* [PROBLEM STATEMENT] Reproduce each line of the records below verbatim, omitting the pictures from your answer.

* [PROVIDED MATERIAL]
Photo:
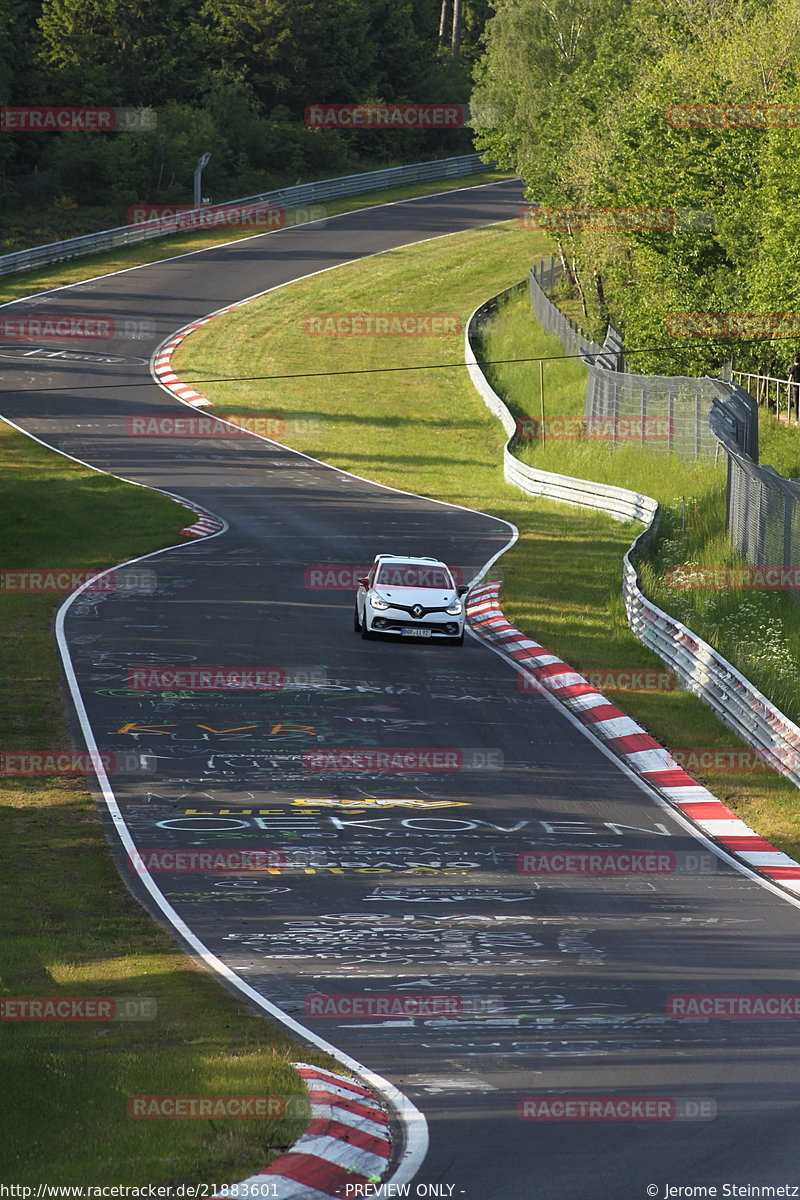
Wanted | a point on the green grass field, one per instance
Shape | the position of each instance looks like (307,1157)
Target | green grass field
(70,925)
(427,431)
(23,283)
(758,631)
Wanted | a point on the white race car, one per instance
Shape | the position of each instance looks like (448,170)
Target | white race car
(409,598)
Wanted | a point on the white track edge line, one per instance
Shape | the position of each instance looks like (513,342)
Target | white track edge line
(662,802)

* [WRITTEN ANSWER]
Photo:
Wanted | a point on the green grass field, one per instance
Shape | the position of each instance looks like (307,1157)
Target | green grass field
(70,925)
(427,431)
(23,283)
(758,631)
Wanted | a point on the white race car, one per instance
Shape | the position of each instance looks like (448,170)
Target | white race car
(409,598)
Wanted | a point on the white track edge line, one per instance
Shape | the position of each instance looks like (513,342)
Target | white track edge line
(662,802)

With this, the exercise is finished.